- **WHAT NEEDS TO BE DONE**: Rewrite all of the following lines, swapping every "drop a dot on" for "place a point on" and leaving everything else untouched.

** begin DATASET ROWS **

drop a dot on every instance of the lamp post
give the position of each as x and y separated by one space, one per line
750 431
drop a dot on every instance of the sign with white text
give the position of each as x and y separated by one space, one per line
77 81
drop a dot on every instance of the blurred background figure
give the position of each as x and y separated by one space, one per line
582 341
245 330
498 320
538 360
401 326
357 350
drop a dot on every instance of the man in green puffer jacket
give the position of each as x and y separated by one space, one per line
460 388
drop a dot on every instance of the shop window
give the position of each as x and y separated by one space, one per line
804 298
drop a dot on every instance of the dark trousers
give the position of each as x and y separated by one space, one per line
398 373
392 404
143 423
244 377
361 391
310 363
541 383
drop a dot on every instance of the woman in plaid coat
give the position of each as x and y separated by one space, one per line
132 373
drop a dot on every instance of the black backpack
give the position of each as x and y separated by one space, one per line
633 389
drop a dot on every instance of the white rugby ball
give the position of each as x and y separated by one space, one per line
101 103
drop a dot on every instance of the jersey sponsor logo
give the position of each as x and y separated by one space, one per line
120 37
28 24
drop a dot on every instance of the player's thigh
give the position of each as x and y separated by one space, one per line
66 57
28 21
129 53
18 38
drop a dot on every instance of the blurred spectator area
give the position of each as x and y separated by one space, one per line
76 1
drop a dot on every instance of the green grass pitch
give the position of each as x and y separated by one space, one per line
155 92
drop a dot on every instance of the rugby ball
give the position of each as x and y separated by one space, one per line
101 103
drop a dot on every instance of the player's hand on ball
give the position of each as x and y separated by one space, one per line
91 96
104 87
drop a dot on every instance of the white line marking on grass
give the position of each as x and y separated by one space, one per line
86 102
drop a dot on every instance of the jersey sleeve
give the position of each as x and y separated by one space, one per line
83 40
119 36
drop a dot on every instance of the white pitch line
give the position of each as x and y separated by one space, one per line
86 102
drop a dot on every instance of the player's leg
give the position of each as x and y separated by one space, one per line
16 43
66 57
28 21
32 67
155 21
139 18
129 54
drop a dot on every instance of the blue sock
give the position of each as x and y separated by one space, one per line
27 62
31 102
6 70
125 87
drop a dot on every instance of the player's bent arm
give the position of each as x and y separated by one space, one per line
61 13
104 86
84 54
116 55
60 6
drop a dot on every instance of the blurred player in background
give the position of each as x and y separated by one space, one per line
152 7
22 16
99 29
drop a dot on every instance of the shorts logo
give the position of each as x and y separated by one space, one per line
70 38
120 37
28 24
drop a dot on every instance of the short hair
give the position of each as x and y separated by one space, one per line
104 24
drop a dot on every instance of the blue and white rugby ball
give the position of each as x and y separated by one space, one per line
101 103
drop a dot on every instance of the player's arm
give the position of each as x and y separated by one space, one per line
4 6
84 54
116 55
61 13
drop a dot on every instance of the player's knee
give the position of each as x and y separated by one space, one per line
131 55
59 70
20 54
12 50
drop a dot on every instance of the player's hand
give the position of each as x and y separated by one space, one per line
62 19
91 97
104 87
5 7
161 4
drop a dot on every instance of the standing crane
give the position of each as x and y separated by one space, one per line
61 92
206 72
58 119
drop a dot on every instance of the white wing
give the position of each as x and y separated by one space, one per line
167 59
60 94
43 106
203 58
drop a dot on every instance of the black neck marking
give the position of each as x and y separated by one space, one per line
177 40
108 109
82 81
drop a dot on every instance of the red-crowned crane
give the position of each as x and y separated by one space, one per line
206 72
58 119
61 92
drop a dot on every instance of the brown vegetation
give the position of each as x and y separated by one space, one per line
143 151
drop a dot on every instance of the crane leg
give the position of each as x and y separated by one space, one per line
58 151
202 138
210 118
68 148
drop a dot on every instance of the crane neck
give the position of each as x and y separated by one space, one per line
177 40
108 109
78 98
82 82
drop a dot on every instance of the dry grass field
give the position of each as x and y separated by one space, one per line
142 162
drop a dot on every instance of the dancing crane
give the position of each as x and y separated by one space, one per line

** end DATASET ROWS **

- **OUTPUT OF THE TASK**:
place a point on every instance of the lamp post
give the position of each as x and y separated by one space, one per line
750 431
place a point on every instance of the sign with white text
give the position of each as x and y separated by one space, one per line
77 81
place a point on every instance of the blurred background figure
give the position of each as x and y separated by one space, one per line
582 341
245 330
498 320
538 360
401 326
357 350
place a point on every instance of the man in green puffer jacket
give the position of each as x and y separated by one space, one per line
460 388
place a point on every instance of the shop window
give the position of each as x and y separated by one space, one per line
804 298
place a point on every instance of the dark trousers
give the position of each as x and y separated by one space, one per line
398 373
392 404
143 423
244 377
361 391
310 363
541 383
place a point on every instance of the woman in plaid coat
give the position of each as x and y separated by one space, one per line
132 373
place a point on every instance of the black backpack
give the position of each as x and y separated by one space, one per line
633 389
place a point on every instance of the white rugby ball
give the position of each as x and y separated by one space, one per line
101 103
place a point on every instance of the jersey sponsor logo
give the position of each as x and y separated by one space, one per line
120 37
28 24
place a point on every instance of the player's thigh
give the position of each as x and y separated by one space, one per line
66 57
28 21
129 53
18 38
place a point on every instance of the blurred spectator area
give the position of each as x and y separated by one space, one per line
76 1
place a point on every instance of the green grass pitch
give the position of each as x and y separated by one space, one per line
155 92
place a point on every instance of the rugby ball
give the position of each as x and y separated by one space, one per line
101 103
place a point on every instance of the player's hand on ball
give the position of each as x and y separated by one space, one per line
91 96
104 87
place a point on every instance of the white line marking on grass
give the position of each as x and y separated by one space, one per line
86 102
place a point on every instance of the jersey sleeve
give the position of each as x and y separated by one space, one per line
83 40
119 36
place a point on every instance of the white pitch line
give the position of each as x and y separated by one space, one per line
86 102
place a point on every instance of the player's leg
give the position of each as x and y separated by one space, one per line
16 43
66 57
28 21
32 67
155 21
139 18
129 54
place a point on every instance of the blue sock
give the position of each as x and y separated by one space, one per line
27 62
31 102
6 70
125 87
place a point on every instance of the player's bent arm
give the position of each as x and y separated by one space, one per line
61 13
104 86
84 54
116 55
60 6
place a point on every instance of the blurred player in background
give the position of each as x and y separated by one space, one per line
152 7
22 16
99 29
place a point on every instance of the shorts logo
give the position of each as x and y separated by one space, one per line
70 38
120 37
28 24
place a point on every instance of the short hair
give the position of each as x and y separated by one space, one per line
104 24
place a point on every instance of the blue and white rugby ball
give the position of each as x and y separated by one space, one per line
101 103
place a point on every instance of the player's arm
give the position of each as x and y separated by one space, one per line
4 6
84 54
116 55
61 13
place a point on every instance of the player's knee
give the position of each as x and y separated by one space, one per line
131 55
59 70
20 54
12 50
place a point on every instance of the player's hand
give the position of each as x and y separated by one space, one per line
62 19
91 97
104 87
5 7
161 4
place a point on every instance of the standing crane
give the position of each as x and y separated by one space, one per line
61 92
206 72
58 119
place a point on every instance of the white wing
give the position of each as x and y separated by one space, one per line
167 59
60 94
43 106
203 58
place a point on every instance of the black neck marking
give the position of each as x and y separated by one space, one per line
177 40
108 109
82 81
place a point on every instance of the red-crowned crane
give the position of each as x and y separated by one space, one per line
206 72
58 119
61 92
place a point on every instance of the brown vegetation
give the position of each as x and y separated by one space, one per line
143 151
place a point on every instance of the crane leg
give the position of each as x and y separated by one space, one per line
58 151
202 138
210 118
68 148
place a point on every instance of the crane neck
give the position of each as x and y separated by one space, one per line
177 40
108 109
78 98
82 82
place a point on every instance of the dry grass field
give the position of each as x and y separated by one space, one per line
142 162
place a point on every instance of the dancing crane
give the position of each as x and y separated by one space, one per line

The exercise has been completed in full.